» **Exercise details**:
Reproduce the listing below, switching each "Write the answer" to "Format the result" and leaving everything else unchanged.

Records:
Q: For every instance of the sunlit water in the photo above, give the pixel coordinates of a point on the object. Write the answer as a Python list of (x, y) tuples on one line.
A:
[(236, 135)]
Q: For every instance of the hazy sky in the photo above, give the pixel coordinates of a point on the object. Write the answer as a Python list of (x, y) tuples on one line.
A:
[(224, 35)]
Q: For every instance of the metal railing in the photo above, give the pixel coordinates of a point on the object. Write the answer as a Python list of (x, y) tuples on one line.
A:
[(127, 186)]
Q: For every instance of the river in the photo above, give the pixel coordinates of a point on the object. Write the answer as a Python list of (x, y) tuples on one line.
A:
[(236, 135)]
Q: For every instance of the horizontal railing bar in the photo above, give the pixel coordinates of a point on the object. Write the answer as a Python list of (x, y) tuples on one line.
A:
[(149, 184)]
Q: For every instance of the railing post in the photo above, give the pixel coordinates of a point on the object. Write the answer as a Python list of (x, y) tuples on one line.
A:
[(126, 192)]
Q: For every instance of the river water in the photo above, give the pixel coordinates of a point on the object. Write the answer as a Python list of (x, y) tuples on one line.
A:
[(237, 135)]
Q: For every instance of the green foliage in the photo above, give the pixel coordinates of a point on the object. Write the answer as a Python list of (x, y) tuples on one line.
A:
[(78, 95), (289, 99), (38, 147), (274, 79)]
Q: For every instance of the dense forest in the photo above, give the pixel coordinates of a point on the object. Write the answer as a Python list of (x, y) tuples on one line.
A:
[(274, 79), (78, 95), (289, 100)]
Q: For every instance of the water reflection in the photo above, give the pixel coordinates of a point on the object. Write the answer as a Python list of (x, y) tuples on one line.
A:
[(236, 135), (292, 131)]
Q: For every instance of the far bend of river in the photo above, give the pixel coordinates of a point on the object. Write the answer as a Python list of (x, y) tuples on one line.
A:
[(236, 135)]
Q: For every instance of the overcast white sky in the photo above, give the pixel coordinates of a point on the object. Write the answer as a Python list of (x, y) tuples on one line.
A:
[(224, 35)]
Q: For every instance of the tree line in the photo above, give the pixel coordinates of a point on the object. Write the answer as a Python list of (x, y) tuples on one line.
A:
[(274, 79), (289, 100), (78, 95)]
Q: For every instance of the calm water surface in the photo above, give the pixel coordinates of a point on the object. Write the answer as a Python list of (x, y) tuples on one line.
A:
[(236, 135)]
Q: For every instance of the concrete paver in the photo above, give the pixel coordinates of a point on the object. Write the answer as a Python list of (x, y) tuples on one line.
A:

» **The result**:
Q: For every instance of the sunlit water in the photo above, give the pixel coordinates of a point on the object. Format the result as a Python list of (x, y) tuples on one line.
A:
[(236, 135)]
Q: For every instance of the hazy sky in the photo above, give the pixel coordinates of a point on the object. Format the result as a Python list of (x, y) tuples on one line.
A:
[(224, 35)]
Q: For every instance of the metal railing in the photo above, give the pixel coordinates of a point on the object. Format the result as a Python list of (x, y) tuples on one line.
A:
[(127, 186)]
Q: For every instance of the river in the photo above, give the pixel coordinates of a point on the object. Format the result as a Python list of (x, y) tuples on one line.
A:
[(236, 135)]
Q: For every instance of the horizontal railing bar in the photo above, give the pixel coordinates of a point on the object. Format the result as a Python list of (x, y) tuples on one line.
A:
[(149, 184)]
Q: For every instance of the railing post in the photo above, give the pixel coordinates of a point on the object. Format the result as a Python list of (x, y) tuples on one line.
A:
[(126, 192)]
Q: For every instance of the river water in the photo above, give the pixel coordinates of a point on the object. Format the result as a Python list of (x, y) tuples on one line.
A:
[(237, 135)]
Q: For every instance of the green foliage in the photo above, give the pixel coordinates of a point on the object. Format the result as a Python list of (x, y) tuples on one line.
A:
[(78, 95), (289, 99), (38, 147), (274, 79)]
Q: For every instance of the dense forest in the photo above, give the pixel coordinates of a point on the object. Format the result as a Python list of (x, y) tuples on one line.
A:
[(274, 79), (78, 95), (289, 100)]
Q: For every instance of the water reflection in the photo above, give the pixel coordinates of a point on the object. Format the result as a Python list of (x, y) tuples on one line.
A:
[(236, 135), (292, 131)]
Q: For every instance of the far bend of river in the photo above, give the pixel coordinates of a point on the object. Format the result as a Python list of (x, y) tuples on one line.
A:
[(236, 135)]
Q: For every instance of the overcast white sky in the photo above, give the pixel coordinates of a point on the object. Format the result as a Python list of (x, y) tuples on one line.
A:
[(224, 35)]
Q: For every instance of the tree line in the photo above, give the pixel coordinates of a point on the object. Format the result as a Python list of (x, y) tuples on one line.
A:
[(274, 79), (289, 100), (78, 95)]
Q: For every instance of the calm water surface in the photo above, give the pixel coordinates of a point on the object. Format the result as a Python list of (x, y) tuples on one line.
A:
[(236, 135)]
Q: For every instance of the concrete paver in the photo above, give the pixel coordinates of a point on the object. Format the result as a Python list of (x, y) tuples on one line.
A:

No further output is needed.